**Problem to work on**.
Copy out every one of the items below line for line, changing nothing.

**Stored data**.
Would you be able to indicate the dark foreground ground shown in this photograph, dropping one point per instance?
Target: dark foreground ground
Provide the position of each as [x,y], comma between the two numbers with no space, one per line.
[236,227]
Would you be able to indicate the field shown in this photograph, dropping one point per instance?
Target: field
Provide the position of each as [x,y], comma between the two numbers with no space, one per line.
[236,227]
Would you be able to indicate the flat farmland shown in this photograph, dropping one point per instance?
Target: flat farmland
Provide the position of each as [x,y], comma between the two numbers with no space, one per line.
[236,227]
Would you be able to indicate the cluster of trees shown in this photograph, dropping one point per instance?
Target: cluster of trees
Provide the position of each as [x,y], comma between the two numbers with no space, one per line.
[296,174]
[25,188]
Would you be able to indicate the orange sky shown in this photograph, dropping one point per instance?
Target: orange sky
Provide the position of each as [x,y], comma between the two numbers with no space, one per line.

**Written reply**.
Would you be able to indicate the dark foreground ground shown in this photograph, dropping one point per instance?
Target: dark foreground ground
Provide the position of each as [x,y], comma between the two numbers with no space, one per line.
[236,227]
Would you be able to indicate the field shown in this photograph, dropping one point per instance?
Target: field
Provide the position of each as [x,y], comma between the two numbers with no space, one per line.
[236,227]
Would you be able to indicate the flat farmland shown in this photograph, dropping one point per instance?
Target: flat farmland
Provide the position of each as [x,y], comma between the two numbers with no space, one per line.
[236,227]
Would you be able to indicate the cluster of trees shown in this photograph, dropping one point per instance?
Target: cluster of trees
Provide the position of each as [x,y], comma between the two numbers with no space, one per line.
[296,174]
[25,188]
Would you be able to indicate the orange sky shown in this photograph, dropping one point per instance?
Target: orange sky
Provide the position of each as [x,y], comma between the two numbers with no space, one per line.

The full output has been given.